:: Source passage ::

━━━━━━━━━━━━━━━━━━━━━━━━━━━━━━

In its most recent fiscal quarter, which ended July 3, Disney reported almost 174 million total subscribers across Disney+, ESPN+ and Hulu. The on-demand portion of Hulu rose 22% from the year-earlier period, to 39.1 million. In December 2020, Disney set an updated goal of attaining 300 million and 350 million total streaming subscribers by 2024. The company took full operational control of Hulu in 2019 after closing a $71.3 billion deal for most assets of 21st Century Fox and then buying out Comcast’s stake in the joint venture.

In addition to original series, Hulu has been pushing into original movies. Vacation Friends last month turned in the best opening weekend of any Hulu film to date, and a sequel is on the way.

━━━━━━━━━━━━━━━━━━━━━━━━━━━━━━

:: Given information ::
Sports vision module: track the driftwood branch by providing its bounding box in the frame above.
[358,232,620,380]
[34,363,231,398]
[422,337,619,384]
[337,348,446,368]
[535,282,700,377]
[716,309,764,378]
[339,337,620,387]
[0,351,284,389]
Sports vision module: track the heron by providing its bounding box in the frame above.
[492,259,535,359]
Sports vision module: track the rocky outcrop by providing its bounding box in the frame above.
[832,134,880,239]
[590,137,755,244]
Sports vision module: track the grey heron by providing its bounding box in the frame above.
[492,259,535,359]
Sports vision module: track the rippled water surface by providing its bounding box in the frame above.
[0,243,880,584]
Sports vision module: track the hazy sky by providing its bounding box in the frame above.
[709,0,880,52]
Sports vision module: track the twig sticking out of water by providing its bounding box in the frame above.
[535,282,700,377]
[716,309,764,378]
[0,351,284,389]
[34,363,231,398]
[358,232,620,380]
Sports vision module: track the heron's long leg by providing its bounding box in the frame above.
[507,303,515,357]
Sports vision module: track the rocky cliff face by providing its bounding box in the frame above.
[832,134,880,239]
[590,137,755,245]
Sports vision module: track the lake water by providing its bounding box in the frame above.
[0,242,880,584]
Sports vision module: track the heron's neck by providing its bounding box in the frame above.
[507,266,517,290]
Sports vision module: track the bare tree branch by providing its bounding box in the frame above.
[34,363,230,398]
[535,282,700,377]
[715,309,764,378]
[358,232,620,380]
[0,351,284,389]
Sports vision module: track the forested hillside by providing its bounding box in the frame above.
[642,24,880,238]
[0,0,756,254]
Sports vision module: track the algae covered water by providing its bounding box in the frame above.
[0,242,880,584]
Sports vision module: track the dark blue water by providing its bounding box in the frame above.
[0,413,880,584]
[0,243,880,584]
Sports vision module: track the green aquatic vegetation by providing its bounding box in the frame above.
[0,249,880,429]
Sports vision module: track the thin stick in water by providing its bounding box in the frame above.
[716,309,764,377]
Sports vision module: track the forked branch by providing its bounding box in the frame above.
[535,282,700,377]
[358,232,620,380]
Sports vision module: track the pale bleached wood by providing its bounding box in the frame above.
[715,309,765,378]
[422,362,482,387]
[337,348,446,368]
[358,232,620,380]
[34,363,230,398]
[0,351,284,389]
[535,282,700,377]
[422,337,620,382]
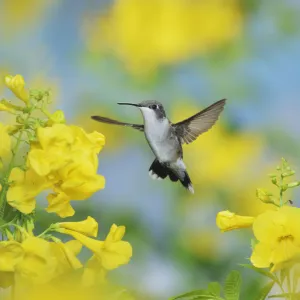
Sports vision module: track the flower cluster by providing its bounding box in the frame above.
[0,75,132,299]
[216,159,300,292]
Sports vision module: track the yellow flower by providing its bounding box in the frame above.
[0,241,24,272]
[15,237,57,284]
[216,210,255,232]
[82,255,107,287]
[0,123,11,157]
[0,101,15,113]
[86,0,242,73]
[58,217,98,237]
[7,168,50,214]
[28,124,105,217]
[57,224,132,270]
[0,271,14,289]
[50,240,82,276]
[47,110,66,126]
[251,206,300,271]
[28,124,74,176]
[46,192,75,218]
[4,74,29,104]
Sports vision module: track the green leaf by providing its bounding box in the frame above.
[169,290,214,300]
[190,295,223,300]
[255,281,275,300]
[208,282,221,296]
[240,264,278,282]
[268,293,300,300]
[224,270,242,300]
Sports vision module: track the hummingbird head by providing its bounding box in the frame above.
[118,100,166,120]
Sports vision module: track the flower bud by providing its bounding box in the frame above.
[4,75,29,104]
[216,210,255,232]
[47,110,66,126]
[287,181,300,188]
[256,189,274,203]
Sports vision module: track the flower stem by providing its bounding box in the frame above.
[0,107,34,220]
[286,270,293,300]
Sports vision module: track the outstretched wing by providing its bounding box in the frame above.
[91,116,144,131]
[173,99,226,144]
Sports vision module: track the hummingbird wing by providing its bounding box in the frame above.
[91,116,144,131]
[173,99,226,144]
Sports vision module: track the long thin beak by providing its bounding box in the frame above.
[118,102,140,107]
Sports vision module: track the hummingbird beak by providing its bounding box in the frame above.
[118,102,140,107]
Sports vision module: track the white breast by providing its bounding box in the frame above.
[141,107,178,162]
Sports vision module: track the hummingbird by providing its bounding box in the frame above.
[91,99,226,193]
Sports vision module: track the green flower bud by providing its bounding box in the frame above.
[47,110,66,126]
[282,170,296,177]
[256,189,274,203]
[287,181,300,188]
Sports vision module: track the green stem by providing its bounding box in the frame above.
[286,270,293,300]
[274,274,285,294]
[0,107,35,219]
[37,224,54,237]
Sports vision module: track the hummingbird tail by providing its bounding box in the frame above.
[179,171,194,194]
[149,159,194,194]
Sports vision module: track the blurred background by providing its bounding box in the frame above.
[0,0,300,300]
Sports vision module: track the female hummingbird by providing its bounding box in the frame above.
[91,99,226,193]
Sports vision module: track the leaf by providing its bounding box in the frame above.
[169,290,213,300]
[240,264,278,282]
[224,270,242,300]
[208,282,221,296]
[255,281,275,300]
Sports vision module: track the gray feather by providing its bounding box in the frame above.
[172,99,226,144]
[91,116,144,131]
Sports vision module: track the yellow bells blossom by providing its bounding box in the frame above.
[57,224,132,270]
[54,157,105,200]
[51,240,82,276]
[0,101,15,113]
[0,271,14,289]
[0,241,24,288]
[0,123,11,157]
[251,206,300,271]
[28,124,74,176]
[7,168,50,214]
[46,192,75,218]
[82,255,107,287]
[85,0,242,73]
[16,237,57,284]
[47,110,66,126]
[46,192,75,218]
[0,241,24,272]
[28,124,105,217]
[216,210,255,232]
[58,217,98,237]
[4,75,29,104]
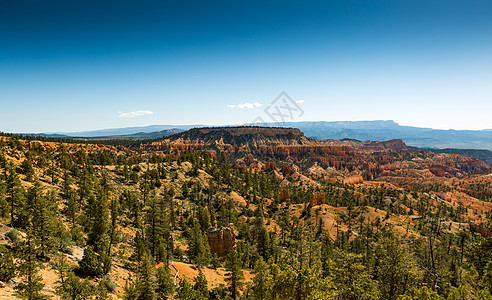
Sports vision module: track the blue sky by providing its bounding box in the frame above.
[0,0,492,132]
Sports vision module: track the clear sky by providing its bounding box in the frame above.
[0,0,492,132]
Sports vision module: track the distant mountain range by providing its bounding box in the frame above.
[26,121,492,150]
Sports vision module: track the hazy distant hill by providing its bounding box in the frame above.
[426,149,492,167]
[31,121,492,150]
[274,121,492,150]
[44,125,203,139]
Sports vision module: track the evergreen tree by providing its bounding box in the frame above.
[156,265,174,298]
[193,268,209,300]
[0,245,17,282]
[376,232,421,300]
[225,249,244,299]
[15,228,47,300]
[176,279,197,300]
[135,251,156,300]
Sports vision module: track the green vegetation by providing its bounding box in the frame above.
[0,136,492,300]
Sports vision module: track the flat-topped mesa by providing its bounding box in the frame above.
[147,126,349,157]
[196,126,304,137]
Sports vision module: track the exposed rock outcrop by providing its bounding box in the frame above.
[207,224,236,257]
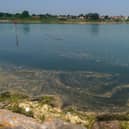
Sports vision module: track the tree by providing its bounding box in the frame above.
[21,10,30,18]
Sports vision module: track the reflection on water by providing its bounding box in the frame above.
[90,24,100,36]
[21,24,30,34]
[0,24,129,71]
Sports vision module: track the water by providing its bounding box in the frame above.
[0,24,129,72]
[0,24,129,111]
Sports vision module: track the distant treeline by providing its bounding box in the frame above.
[0,10,129,22]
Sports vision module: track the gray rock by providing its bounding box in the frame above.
[0,110,86,129]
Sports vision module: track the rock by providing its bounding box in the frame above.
[92,121,121,129]
[0,109,86,129]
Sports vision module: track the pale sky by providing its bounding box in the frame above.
[0,0,129,16]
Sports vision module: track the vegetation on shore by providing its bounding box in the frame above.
[0,11,129,24]
[0,92,129,129]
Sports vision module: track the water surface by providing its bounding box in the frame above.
[0,24,129,72]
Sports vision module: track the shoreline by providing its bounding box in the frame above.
[0,20,129,25]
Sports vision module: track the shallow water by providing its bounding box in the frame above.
[0,24,129,72]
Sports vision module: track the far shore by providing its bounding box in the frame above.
[0,20,129,25]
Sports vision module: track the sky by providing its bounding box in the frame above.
[0,0,129,16]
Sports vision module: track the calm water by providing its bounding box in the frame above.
[0,24,129,72]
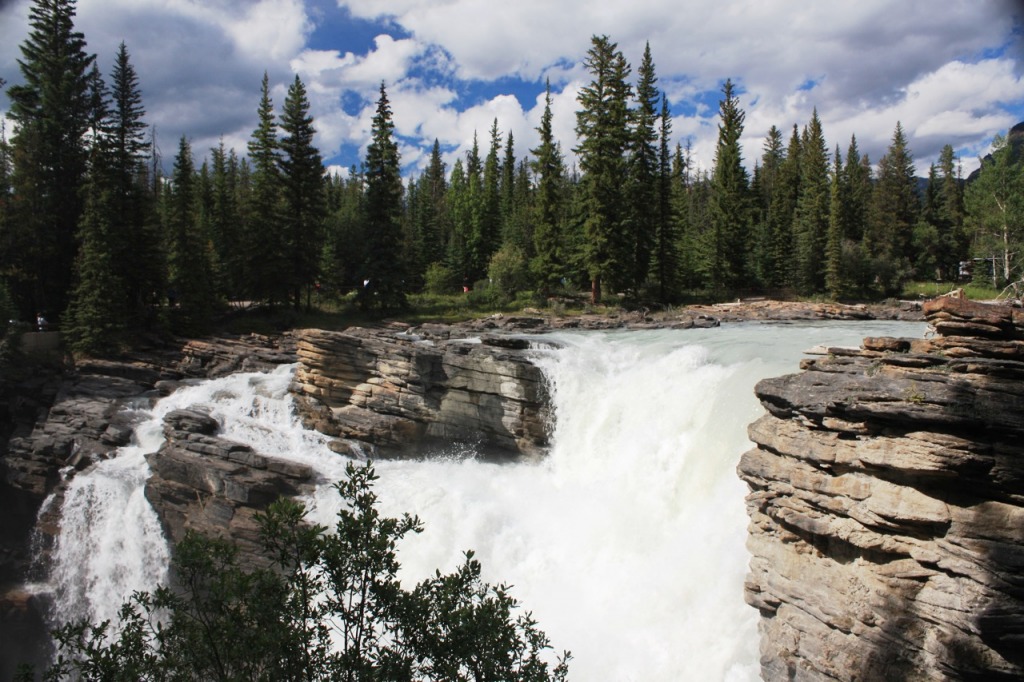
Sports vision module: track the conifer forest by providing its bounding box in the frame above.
[0,0,1024,353]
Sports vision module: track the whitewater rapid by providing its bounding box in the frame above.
[44,323,924,682]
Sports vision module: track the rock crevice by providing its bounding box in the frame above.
[738,298,1024,680]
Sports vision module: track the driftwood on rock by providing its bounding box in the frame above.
[738,298,1024,680]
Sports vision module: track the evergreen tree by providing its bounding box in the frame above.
[319,166,367,293]
[701,80,750,291]
[575,36,632,303]
[651,94,679,304]
[243,73,291,304]
[625,43,660,293]
[964,135,1024,287]
[843,135,872,242]
[0,0,95,316]
[936,144,969,281]
[476,119,502,272]
[61,145,128,355]
[864,123,920,294]
[108,43,165,329]
[825,145,847,300]
[420,138,451,265]
[793,109,829,294]
[753,126,786,287]
[165,136,214,334]
[280,76,327,309]
[359,83,406,310]
[209,140,246,292]
[529,82,566,296]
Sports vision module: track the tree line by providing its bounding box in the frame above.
[0,0,1024,352]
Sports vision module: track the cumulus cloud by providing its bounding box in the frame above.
[0,0,1024,178]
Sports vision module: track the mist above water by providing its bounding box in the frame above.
[44,323,924,682]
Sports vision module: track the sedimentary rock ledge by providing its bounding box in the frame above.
[293,325,547,456]
[738,298,1024,680]
[145,410,313,558]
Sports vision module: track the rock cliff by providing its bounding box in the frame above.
[738,298,1024,680]
[293,325,547,455]
[145,410,312,556]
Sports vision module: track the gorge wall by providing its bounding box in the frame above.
[293,325,548,456]
[738,298,1024,680]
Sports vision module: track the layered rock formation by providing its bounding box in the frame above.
[293,325,547,455]
[738,298,1024,680]
[145,410,312,553]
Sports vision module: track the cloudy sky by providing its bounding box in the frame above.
[0,0,1024,174]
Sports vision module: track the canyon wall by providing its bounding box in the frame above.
[738,298,1024,680]
[293,325,548,456]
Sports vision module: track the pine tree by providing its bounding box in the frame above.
[964,135,1024,287]
[936,144,969,281]
[701,80,750,291]
[359,83,406,310]
[529,82,565,296]
[280,76,327,309]
[864,123,920,294]
[61,145,128,355]
[108,43,165,330]
[793,109,829,294]
[651,94,679,304]
[209,140,246,292]
[476,119,502,272]
[753,126,786,287]
[825,144,847,300]
[575,36,631,303]
[625,43,660,293]
[420,138,451,265]
[243,73,290,304]
[165,136,214,334]
[0,0,95,316]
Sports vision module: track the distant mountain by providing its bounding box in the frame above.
[967,121,1024,182]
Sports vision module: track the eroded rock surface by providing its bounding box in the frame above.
[293,325,547,455]
[145,410,313,556]
[738,298,1024,680]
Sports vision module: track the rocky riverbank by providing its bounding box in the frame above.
[738,298,1024,680]
[0,335,295,679]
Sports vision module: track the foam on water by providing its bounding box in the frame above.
[44,323,924,682]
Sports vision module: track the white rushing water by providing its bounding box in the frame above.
[44,323,924,681]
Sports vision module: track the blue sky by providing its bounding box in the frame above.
[0,0,1024,174]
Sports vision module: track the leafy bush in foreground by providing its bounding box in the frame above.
[34,464,570,682]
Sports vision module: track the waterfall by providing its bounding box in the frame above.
[39,323,924,682]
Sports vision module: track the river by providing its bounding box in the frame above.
[39,323,925,682]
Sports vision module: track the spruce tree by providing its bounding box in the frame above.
[936,144,969,281]
[864,122,920,295]
[420,138,451,265]
[575,36,632,303]
[0,0,95,316]
[359,82,407,310]
[753,126,786,287]
[475,119,502,272]
[165,135,214,334]
[825,145,847,300]
[243,73,291,304]
[701,80,751,292]
[964,135,1024,287]
[793,109,829,294]
[651,94,679,304]
[625,43,660,293]
[108,43,165,330]
[530,82,565,296]
[280,76,326,309]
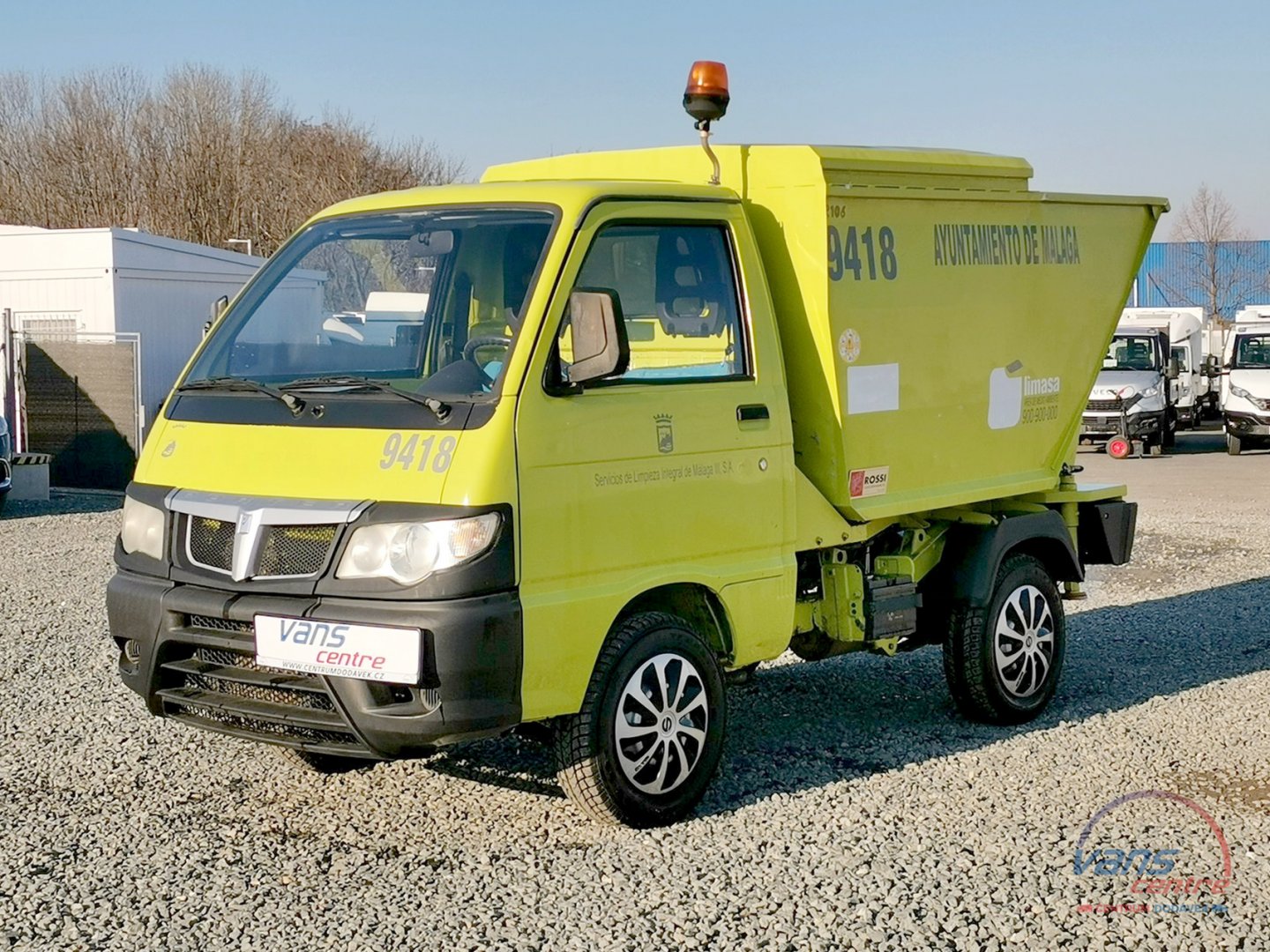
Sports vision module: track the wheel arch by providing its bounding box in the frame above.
[612,582,734,661]
[944,509,1085,606]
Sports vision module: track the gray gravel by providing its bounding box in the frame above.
[0,436,1270,949]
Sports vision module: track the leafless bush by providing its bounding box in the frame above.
[0,64,462,254]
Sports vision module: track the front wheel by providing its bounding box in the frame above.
[555,612,728,828]
[944,554,1067,725]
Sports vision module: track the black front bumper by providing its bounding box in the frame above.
[107,570,523,758]
[1080,410,1166,439]
[1224,412,1270,439]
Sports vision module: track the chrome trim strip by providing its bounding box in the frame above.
[168,488,370,582]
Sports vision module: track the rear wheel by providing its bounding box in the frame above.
[555,612,727,828]
[944,554,1067,725]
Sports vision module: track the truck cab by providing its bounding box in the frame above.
[107,80,1167,826]
[1221,307,1270,456]
[1080,325,1177,452]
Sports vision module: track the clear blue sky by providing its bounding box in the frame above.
[10,0,1270,237]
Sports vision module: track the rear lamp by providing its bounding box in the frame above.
[335,513,499,585]
[684,60,729,123]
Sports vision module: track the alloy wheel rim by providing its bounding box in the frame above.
[992,585,1054,701]
[614,654,710,794]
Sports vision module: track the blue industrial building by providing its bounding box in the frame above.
[1129,242,1270,320]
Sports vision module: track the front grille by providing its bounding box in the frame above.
[185,516,234,572]
[158,635,373,756]
[185,516,335,579]
[187,614,254,635]
[255,525,335,575]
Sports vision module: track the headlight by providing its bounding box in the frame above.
[119,496,165,561]
[335,513,499,585]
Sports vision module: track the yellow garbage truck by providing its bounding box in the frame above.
[107,65,1167,826]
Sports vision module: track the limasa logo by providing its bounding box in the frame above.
[1072,790,1233,912]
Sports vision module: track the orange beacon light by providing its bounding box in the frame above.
[684,60,729,128]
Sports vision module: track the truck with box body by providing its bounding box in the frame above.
[108,67,1167,825]
[1221,306,1270,456]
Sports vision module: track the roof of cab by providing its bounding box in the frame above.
[310,180,738,221]
[482,145,1033,184]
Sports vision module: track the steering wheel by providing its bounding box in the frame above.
[464,335,512,366]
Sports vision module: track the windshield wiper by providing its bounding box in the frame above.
[176,377,305,416]
[280,373,452,423]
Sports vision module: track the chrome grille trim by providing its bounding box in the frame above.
[168,488,370,582]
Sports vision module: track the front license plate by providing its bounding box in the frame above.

━━━━━━━━━━━━━━━━━━━━━━━━━━━━━━

:: Action item A ::
Reproduce the Hulu passage word for word, starting at "In its most" and ending at "the joint venture.".
:: Action item B ::
Extend the passage on Disney's streaming business and Hulu's original films with the next part, picking up after its final sentence.

:: Answer area A ::
In its most recent fiscal quarter, which ended July 3, Disney reported almost 174 million total subscribers across Disney+, ESPN+ and Hulu. The on-demand portion of Hulu rose 22% from the year-earlier period, to 39.1 million. In December 2020, Disney set an updated goal of attaining 300 million and 350 million total streaming subscribers by 2024. The company took full operational control of Hulu in 2019 after closing a $71.3 billion deal for most assets of 21st Century Fox and then buying out Comcast’s stake in the joint venture.

:: Answer area B ::
Pricing has been one of the more complex aspects to the recent streaming boom. While conventional wisdom previously held that viewers would be unlikely to pay for more than three streaming services at a time, the effects of the coronavirus pandemic disproved this assumption. As viewership continues to shift from linear to streaming and business models also continue to evolve, viewers are maintaining a healthy appetite for streaming and appear to be willing to pay for it.

As the experience of Netflix and others has shown, price increases usually are followed by a slowdown in subscriber additions. The tradeoff is usually well worth it financially in the short term and, in the long term, subscriber growth often resumes.